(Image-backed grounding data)
··········
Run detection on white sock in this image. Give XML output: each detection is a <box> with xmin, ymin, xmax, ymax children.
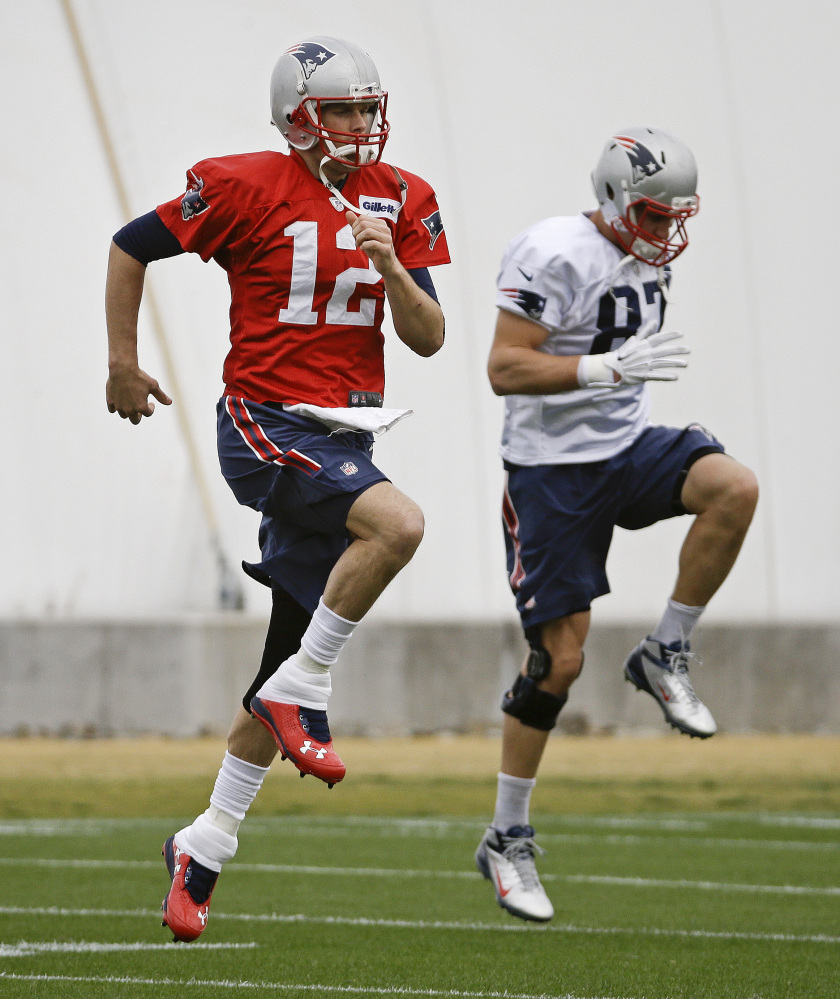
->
<box><xmin>177</xmin><ymin>752</ymin><xmax>269</xmax><ymax>872</ymax></box>
<box><xmin>256</xmin><ymin>649</ymin><xmax>332</xmax><ymax>709</ymax></box>
<box><xmin>209</xmin><ymin>751</ymin><xmax>269</xmax><ymax>821</ymax></box>
<box><xmin>650</xmin><ymin>598</ymin><xmax>705</xmax><ymax>647</ymax></box>
<box><xmin>301</xmin><ymin>598</ymin><xmax>359</xmax><ymax>666</ymax></box>
<box><xmin>492</xmin><ymin>772</ymin><xmax>537</xmax><ymax>832</ymax></box>
<box><xmin>256</xmin><ymin>600</ymin><xmax>358</xmax><ymax>709</ymax></box>
<box><xmin>176</xmin><ymin>811</ymin><xmax>237</xmax><ymax>873</ymax></box>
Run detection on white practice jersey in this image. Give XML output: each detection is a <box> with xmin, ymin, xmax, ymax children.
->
<box><xmin>495</xmin><ymin>212</ymin><xmax>670</xmax><ymax>465</ymax></box>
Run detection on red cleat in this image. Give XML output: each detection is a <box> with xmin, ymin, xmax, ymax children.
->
<box><xmin>250</xmin><ymin>697</ymin><xmax>346</xmax><ymax>787</ymax></box>
<box><xmin>161</xmin><ymin>836</ymin><xmax>219</xmax><ymax>942</ymax></box>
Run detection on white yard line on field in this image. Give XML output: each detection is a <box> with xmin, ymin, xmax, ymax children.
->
<box><xmin>243</xmin><ymin>828</ymin><xmax>840</xmax><ymax>854</ymax></box>
<box><xmin>0</xmin><ymin>816</ymin><xmax>837</xmax><ymax>853</ymax></box>
<box><xmin>0</xmin><ymin>906</ymin><xmax>838</xmax><ymax>945</ymax></box>
<box><xmin>0</xmin><ymin>972</ymin><xmax>630</xmax><ymax>999</ymax></box>
<box><xmin>0</xmin><ymin>940</ymin><xmax>256</xmax><ymax>957</ymax></box>
<box><xmin>1</xmin><ymin>856</ymin><xmax>838</xmax><ymax>897</ymax></box>
<box><xmin>544</xmin><ymin>833</ymin><xmax>840</xmax><ymax>852</ymax></box>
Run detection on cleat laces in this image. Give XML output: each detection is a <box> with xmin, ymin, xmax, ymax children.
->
<box><xmin>298</xmin><ymin>707</ymin><xmax>331</xmax><ymax>743</ymax></box>
<box><xmin>183</xmin><ymin>860</ymin><xmax>218</xmax><ymax>905</ymax></box>
<box><xmin>661</xmin><ymin>646</ymin><xmax>702</xmax><ymax>703</ymax></box>
<box><xmin>500</xmin><ymin>831</ymin><xmax>546</xmax><ymax>892</ymax></box>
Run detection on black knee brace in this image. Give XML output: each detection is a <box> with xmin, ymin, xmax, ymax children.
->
<box><xmin>242</xmin><ymin>586</ymin><xmax>311</xmax><ymax>713</ymax></box>
<box><xmin>501</xmin><ymin>645</ymin><xmax>567</xmax><ymax>731</ymax></box>
<box><xmin>501</xmin><ymin>675</ymin><xmax>567</xmax><ymax>731</ymax></box>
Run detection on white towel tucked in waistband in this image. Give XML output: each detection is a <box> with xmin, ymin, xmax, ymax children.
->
<box><xmin>284</xmin><ymin>403</ymin><xmax>413</xmax><ymax>435</ymax></box>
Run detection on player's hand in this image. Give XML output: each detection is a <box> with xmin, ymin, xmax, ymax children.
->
<box><xmin>608</xmin><ymin>329</ymin><xmax>689</xmax><ymax>384</ymax></box>
<box><xmin>578</xmin><ymin>329</ymin><xmax>689</xmax><ymax>387</ymax></box>
<box><xmin>106</xmin><ymin>366</ymin><xmax>172</xmax><ymax>424</ymax></box>
<box><xmin>346</xmin><ymin>210</ymin><xmax>397</xmax><ymax>275</ymax></box>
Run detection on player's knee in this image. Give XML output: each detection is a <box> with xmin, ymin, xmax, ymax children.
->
<box><xmin>351</xmin><ymin>486</ymin><xmax>425</xmax><ymax>566</ymax></box>
<box><xmin>523</xmin><ymin>629</ymin><xmax>585</xmax><ymax>692</ymax></box>
<box><xmin>552</xmin><ymin>649</ymin><xmax>585</xmax><ymax>688</ymax></box>
<box><xmin>714</xmin><ymin>464</ymin><xmax>759</xmax><ymax>530</ymax></box>
<box><xmin>401</xmin><ymin>503</ymin><xmax>426</xmax><ymax>554</ymax></box>
<box><xmin>734</xmin><ymin>466</ymin><xmax>759</xmax><ymax>519</ymax></box>
<box><xmin>384</xmin><ymin>501</ymin><xmax>425</xmax><ymax>565</ymax></box>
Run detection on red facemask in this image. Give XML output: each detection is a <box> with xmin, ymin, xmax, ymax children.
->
<box><xmin>613</xmin><ymin>195</ymin><xmax>700</xmax><ymax>267</ymax></box>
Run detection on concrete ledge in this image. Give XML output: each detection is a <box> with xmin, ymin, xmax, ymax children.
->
<box><xmin>1</xmin><ymin>619</ymin><xmax>837</xmax><ymax>736</ymax></box>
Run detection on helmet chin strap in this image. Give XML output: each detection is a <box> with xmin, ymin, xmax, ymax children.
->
<box><xmin>318</xmin><ymin>144</ymin><xmax>408</xmax><ymax>218</ymax></box>
<box><xmin>607</xmin><ymin>253</ymin><xmax>636</xmax><ymax>310</ymax></box>
<box><xmin>319</xmin><ymin>139</ymin><xmax>373</xmax><ymax>211</ymax></box>
<box><xmin>629</xmin><ymin>237</ymin><xmax>673</xmax><ymax>298</ymax></box>
<box><xmin>319</xmin><ymin>152</ymin><xmax>361</xmax><ymax>212</ymax></box>
<box><xmin>608</xmin><ymin>249</ymin><xmax>671</xmax><ymax>309</ymax></box>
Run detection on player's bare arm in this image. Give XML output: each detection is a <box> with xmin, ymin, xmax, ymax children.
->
<box><xmin>489</xmin><ymin>308</ymin><xmax>687</xmax><ymax>395</ymax></box>
<box><xmin>347</xmin><ymin>209</ymin><xmax>444</xmax><ymax>357</ymax></box>
<box><xmin>105</xmin><ymin>241</ymin><xmax>172</xmax><ymax>423</ymax></box>
<box><xmin>487</xmin><ymin>309</ymin><xmax>582</xmax><ymax>396</ymax></box>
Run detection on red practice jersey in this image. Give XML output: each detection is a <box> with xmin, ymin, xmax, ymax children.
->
<box><xmin>156</xmin><ymin>150</ymin><xmax>450</xmax><ymax>407</ymax></box>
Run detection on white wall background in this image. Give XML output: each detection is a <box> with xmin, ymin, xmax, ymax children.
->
<box><xmin>1</xmin><ymin>0</ymin><xmax>837</xmax><ymax>625</ymax></box>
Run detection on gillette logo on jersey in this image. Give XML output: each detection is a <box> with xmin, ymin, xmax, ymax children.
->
<box><xmin>286</xmin><ymin>42</ymin><xmax>336</xmax><ymax>79</ymax></box>
<box><xmin>358</xmin><ymin>196</ymin><xmax>402</xmax><ymax>219</ymax></box>
<box><xmin>614</xmin><ymin>135</ymin><xmax>664</xmax><ymax>183</ymax></box>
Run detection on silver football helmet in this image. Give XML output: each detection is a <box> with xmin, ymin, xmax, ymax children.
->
<box><xmin>592</xmin><ymin>127</ymin><xmax>699</xmax><ymax>266</ymax></box>
<box><xmin>270</xmin><ymin>36</ymin><xmax>389</xmax><ymax>168</ymax></box>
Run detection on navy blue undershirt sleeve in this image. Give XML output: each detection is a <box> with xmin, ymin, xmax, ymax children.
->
··········
[WHAT IS REQUIRED]: Above are the entries. Quote exactly the lines from the one bearing "Run detection on helmet" through the one bearing "Run detection on player's bare".

[TASK RESULT]:
Run detection on helmet chin strap in this image. Give XML output: each detection is a <box> with xmin, ymin, xmax, ymax children.
->
<box><xmin>318</xmin><ymin>144</ymin><xmax>408</xmax><ymax>218</ymax></box>
<box><xmin>607</xmin><ymin>253</ymin><xmax>636</xmax><ymax>310</ymax></box>
<box><xmin>319</xmin><ymin>139</ymin><xmax>373</xmax><ymax>211</ymax></box>
<box><xmin>629</xmin><ymin>237</ymin><xmax>673</xmax><ymax>298</ymax></box>
<box><xmin>319</xmin><ymin>152</ymin><xmax>361</xmax><ymax>212</ymax></box>
<box><xmin>608</xmin><ymin>249</ymin><xmax>671</xmax><ymax>309</ymax></box>
Run detection on player's bare arm in this image. Give XML output: each detection is a <box> with xmin, ymin, xmax, ymax children.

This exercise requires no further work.